Autor: P. Alfredo Sáenz S.J. De su libro “El icono, esplendor de lo sagrado”.
IMAGEN DE CULTO E IMAGEN DE DEVOCIÓN
En el ámbito oriental el icono no es simplemente una imagen de tema religioso. Es una imagen sacra, cuyo lugar propio es el culto. A semejanza de la palabra, forma parte integrante de la liturgia. Por eso luego que el artista termina de pintar su icono, un sacerdote debe consagrarlo. Este rito realiza una verdadera “desprofanización”: la Iglesia lo retira del plano puramente artístico y lo ubica en el mundo de los “sacramentales”, lo carga con una misión cultual. A nosotros, los occidentales, no nos sorprende encontrar en un anticuario un cuadro de tema religioso, pero nos chocaría ver allí un cáliz en pública subasta. Para un oriental el escándalo es el mismo: ya se trate de un vaso sacro o de un cuadro sacro, la profanación es semejante.
Quede pues en claro que a diferencia del cuadro de tema religioso, el icono es arte sagrado. Ya se lo utilice en el orden doméstico para la oración familiar, o en la iglesia para la liturgia, es siempre objeto de un verdadero culto, lo que lo diferencia sustancialmente de la simple imagen de piedad, que con frecuencia se usa tan sólo con fines de ornamentación. De ahí que los cristianos del Oriente consideran una profanación toda actitud que signifique falta de consideración por los iconos, por ejemplo fumar delante de ellos. Exponerlos en un museo equivale simple y llanamente a una desacralización. Si no es venerado, el icono deja de ser tal[1].
Me han contado que como algunos iconos muy apreciados, por ejemplo el de la Trinidad de Rublev, se encuentran ahora expuestos en museos, los rusos tratan de visitarlos y de rezar silenciosamente delante de ellos, precisamente para que no se reduzcan al estado profano. Ya hemos dicho cómo el hecho de que el icono lleva el nombre de la persona que representa, significa que de algún modo participa en la riqueza inagotable de su ser personal. La plegaria y la invocación, sobre todo cuando son cultuales, atraviesan el puente que une el icono con lo que en él se figura. Al decir de San Germán de Constantinopla, la oración ante el icono es una especie de “sacrificium laudis, que por Cristo se eleva al Padre, esto es, el fruto de los labios que confiesan su nombre”[2].
A nuestro juicio, nadie ha penetrado como Guardini en la diferencia que existe entre lo que él llama “imagen de culto” e “imagen de devoción”. Expongamos aquí lo principal de su análisis.

* **Registros**:
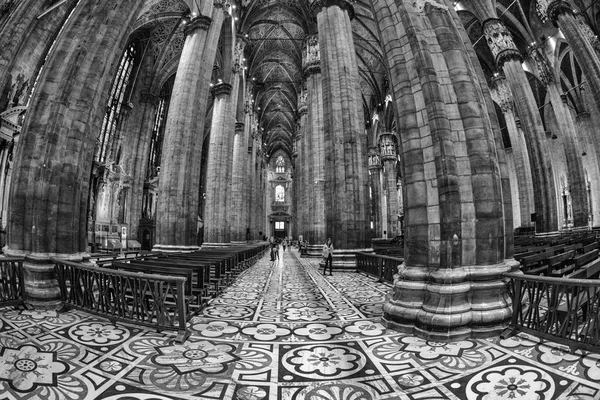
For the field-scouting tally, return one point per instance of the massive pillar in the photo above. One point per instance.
(568, 138)
(508, 58)
(303, 166)
(375, 167)
(178, 196)
(50, 184)
(346, 177)
(316, 146)
(389, 158)
(524, 184)
(218, 175)
(239, 202)
(451, 284)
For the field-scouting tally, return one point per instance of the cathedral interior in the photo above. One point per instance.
(156, 155)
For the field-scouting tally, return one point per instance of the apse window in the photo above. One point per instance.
(280, 165)
(279, 194)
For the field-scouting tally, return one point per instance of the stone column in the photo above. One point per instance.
(560, 13)
(591, 163)
(508, 58)
(375, 170)
(389, 157)
(178, 197)
(218, 175)
(294, 211)
(503, 96)
(50, 183)
(304, 166)
(238, 203)
(346, 176)
(315, 140)
(141, 124)
(451, 284)
(568, 137)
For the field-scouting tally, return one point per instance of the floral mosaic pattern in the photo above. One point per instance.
(27, 367)
(279, 331)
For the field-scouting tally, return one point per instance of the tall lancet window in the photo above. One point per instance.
(280, 165)
(279, 194)
(118, 95)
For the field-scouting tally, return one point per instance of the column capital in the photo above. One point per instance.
(501, 94)
(374, 160)
(544, 71)
(387, 146)
(311, 56)
(221, 89)
(149, 98)
(199, 22)
(319, 5)
(500, 41)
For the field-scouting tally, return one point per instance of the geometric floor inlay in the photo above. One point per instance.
(281, 331)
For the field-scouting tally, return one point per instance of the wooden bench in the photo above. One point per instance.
(561, 264)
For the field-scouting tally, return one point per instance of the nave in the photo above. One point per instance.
(281, 331)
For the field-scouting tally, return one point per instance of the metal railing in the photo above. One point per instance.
(381, 267)
(563, 310)
(12, 281)
(156, 301)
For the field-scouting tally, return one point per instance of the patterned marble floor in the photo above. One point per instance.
(282, 331)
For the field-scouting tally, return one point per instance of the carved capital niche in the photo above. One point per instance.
(374, 159)
(199, 22)
(221, 89)
(311, 56)
(387, 146)
(502, 95)
(500, 41)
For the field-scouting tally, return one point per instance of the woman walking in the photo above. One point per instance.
(328, 256)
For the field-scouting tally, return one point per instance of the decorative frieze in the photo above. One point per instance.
(420, 5)
(199, 22)
(221, 89)
(311, 57)
(544, 71)
(501, 94)
(500, 41)
(374, 160)
(387, 146)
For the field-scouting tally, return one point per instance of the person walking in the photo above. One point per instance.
(328, 256)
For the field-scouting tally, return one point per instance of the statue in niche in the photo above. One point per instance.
(19, 91)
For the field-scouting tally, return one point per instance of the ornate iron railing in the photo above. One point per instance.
(563, 310)
(381, 267)
(12, 281)
(156, 301)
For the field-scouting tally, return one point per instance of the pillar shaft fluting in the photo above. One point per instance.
(346, 178)
(178, 195)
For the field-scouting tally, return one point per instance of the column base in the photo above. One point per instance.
(42, 291)
(345, 259)
(168, 248)
(314, 251)
(206, 245)
(448, 304)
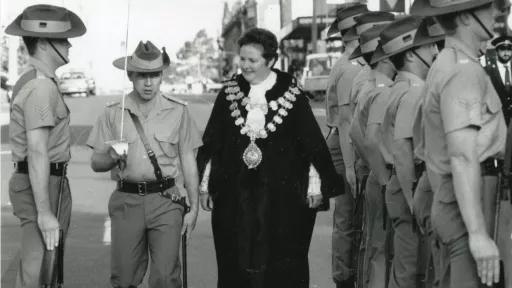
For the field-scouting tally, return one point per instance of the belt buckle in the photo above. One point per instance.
(142, 188)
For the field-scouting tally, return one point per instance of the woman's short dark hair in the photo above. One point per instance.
(261, 37)
(31, 44)
(398, 60)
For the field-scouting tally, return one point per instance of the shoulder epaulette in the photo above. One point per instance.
(112, 103)
(175, 99)
(40, 75)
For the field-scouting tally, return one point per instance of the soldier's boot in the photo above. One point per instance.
(349, 283)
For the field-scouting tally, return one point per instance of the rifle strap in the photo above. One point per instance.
(144, 139)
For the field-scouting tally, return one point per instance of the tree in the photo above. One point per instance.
(198, 58)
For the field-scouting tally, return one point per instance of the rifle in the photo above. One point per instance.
(183, 202)
(52, 268)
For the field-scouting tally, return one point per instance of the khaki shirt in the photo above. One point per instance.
(38, 104)
(459, 94)
(372, 110)
(363, 81)
(168, 128)
(405, 98)
(338, 87)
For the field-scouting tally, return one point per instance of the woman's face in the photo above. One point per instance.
(254, 67)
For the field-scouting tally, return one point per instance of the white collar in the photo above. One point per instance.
(258, 91)
(267, 83)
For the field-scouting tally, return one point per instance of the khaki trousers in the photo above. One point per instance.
(403, 271)
(32, 245)
(374, 259)
(145, 228)
(343, 230)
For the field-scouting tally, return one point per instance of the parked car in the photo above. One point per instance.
(212, 86)
(316, 73)
(75, 84)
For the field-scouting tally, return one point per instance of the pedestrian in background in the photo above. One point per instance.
(39, 136)
(160, 140)
(266, 168)
(465, 132)
(499, 71)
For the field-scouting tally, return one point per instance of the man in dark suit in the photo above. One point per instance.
(499, 69)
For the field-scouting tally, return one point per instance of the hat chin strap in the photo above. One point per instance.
(421, 59)
(66, 61)
(482, 25)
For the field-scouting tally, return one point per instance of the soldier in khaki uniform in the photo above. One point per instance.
(464, 134)
(412, 50)
(40, 135)
(342, 236)
(145, 214)
(382, 73)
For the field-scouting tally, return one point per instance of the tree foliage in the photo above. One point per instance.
(198, 58)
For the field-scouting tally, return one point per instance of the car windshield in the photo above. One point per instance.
(78, 76)
(320, 66)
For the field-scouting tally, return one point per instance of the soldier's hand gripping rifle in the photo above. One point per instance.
(183, 202)
(52, 267)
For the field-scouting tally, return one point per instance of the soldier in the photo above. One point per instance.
(343, 269)
(40, 135)
(412, 49)
(464, 134)
(499, 70)
(161, 139)
(382, 73)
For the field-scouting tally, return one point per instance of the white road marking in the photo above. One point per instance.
(319, 111)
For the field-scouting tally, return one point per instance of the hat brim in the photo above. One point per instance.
(350, 35)
(497, 41)
(423, 7)
(356, 53)
(77, 29)
(380, 55)
(119, 63)
(333, 29)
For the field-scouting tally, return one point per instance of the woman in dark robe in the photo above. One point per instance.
(262, 158)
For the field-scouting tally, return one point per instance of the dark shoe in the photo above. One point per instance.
(349, 283)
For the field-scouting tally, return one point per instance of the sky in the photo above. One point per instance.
(166, 23)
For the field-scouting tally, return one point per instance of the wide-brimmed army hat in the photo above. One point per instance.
(441, 7)
(146, 58)
(368, 41)
(47, 21)
(345, 18)
(405, 34)
(502, 40)
(367, 21)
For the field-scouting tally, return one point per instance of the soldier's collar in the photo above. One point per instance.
(381, 80)
(410, 77)
(161, 103)
(41, 67)
(452, 42)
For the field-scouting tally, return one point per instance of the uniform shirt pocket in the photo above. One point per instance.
(492, 104)
(61, 113)
(168, 146)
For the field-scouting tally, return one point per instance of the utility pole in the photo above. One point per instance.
(314, 28)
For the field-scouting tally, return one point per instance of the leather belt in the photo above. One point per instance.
(391, 168)
(56, 168)
(419, 168)
(145, 187)
(491, 166)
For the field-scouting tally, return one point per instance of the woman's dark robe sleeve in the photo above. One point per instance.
(313, 149)
(212, 137)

* **Consigna 1**:
Extrae del texto sobre el icono el pasaje que va desde "Quede pues en" hasta "de ser tal[1].".
* **Consigna 2**:
Responde estas preguntas según el texto sobre el icono:
(a) ¿Quién debe consagrar el icono después de que el artista termina de pintarlo?
(b) ¿Qué ejemplo de falta de consideración hacia los iconos menciona?
(c) ¿Qué icono se nombra como uno de los que hoy están expuestos en museos?
* **Consigna 3**:
Por favor, prosigue el texto sobre el icono a partir de la última oración.
Los registros constituyen un material independiente del fragmento.

* **Respuesta 1**:
Quede pues en claro que a diferencia del cuadro de tema religioso, el icono es arte sagrado. Ya se lo utilice en el orden doméstico para la oración familiar, o en la iglesia para la liturgia, es siempre objeto de un verdadero culto, lo que lo diferencia sustancialmente de la simple imagen de piedad, que con frecuencia se usa tan sólo con fines de ornamentación. De ahí que los cristianos del Oriente consideran una profanación toda actitud que signifique falta de consideración por los iconos, por ejemplo fumar delante de ellos. Exponerlos en un museo equivale simple y llanamente a una desacralización. Si no es venerado, el icono deja de ser tal[1].

* **Respuesta 2**:
(a) Un sacerdote.
(b) Fumar delante de ellos.
(c) El de la Trinidad de Rublev.

* **Respuesta 3**:
Imagen de culto, el Cristo Pantocrátor de Monreale
Por imágenes de culto entiende Guardini al Cristo de Monreale, la Madonna de la iglesia de Torcello, los Santos de San Apolinar y todo lo a ellos semejante en mosaicos, vitraux, esculturas y pinturas. En cambio, llama imágenes de devoción al Cristo de Miguel Angel, la Madonna de Tiziano, las figuras de Rafael, Rubens, y cuanto tiene algún parentesco con dichas imágenes.
Imagen de devoción: Transfiguración, Rafael
La imagen del culto no procede de la experiencia interior del artista, sino del ser y el gobierno de Dios, que obra sobre el mundo a través de sus palabras y de sus “gestas”, y particularmente por el misterio de la encarnación del Verbo. De esta realidad y este gobierno salvador de Dios procede la imagen de culto, cual instrumento de la economía de salvación. La imagen de devoción, en cambio, brota de la v ida interior del individuo, sea del artista o del que la encarga, sea delpueblo o de la época, con sus corrientes y tendencias propias. También este tipo de imágenes se refiere a Dios y a su gobierno, pero como procediendo de la piedad humana. Es decir, mientras que la imagen de culto parece venir de la transcendencia, la imagen de devoción surge de la inmanencia, de la interioridad.
Estamos acostumbrados a equiparar lo religioso con la interioridad; mientras así lo hagamos, nada podremos entender de la imagen de culto, porque ésta no tiene “interioridad”, o mejor, interioridad humana, psicológica. Si se quiere seguir hablando de interioridad habría que atreverse a decir que en dicha imagen se hace perceptible la interioridad divina. Tampoco puede buscarse en la imagen de culto ningún tipo de “psicología”, en el sentido habitual de la palabra.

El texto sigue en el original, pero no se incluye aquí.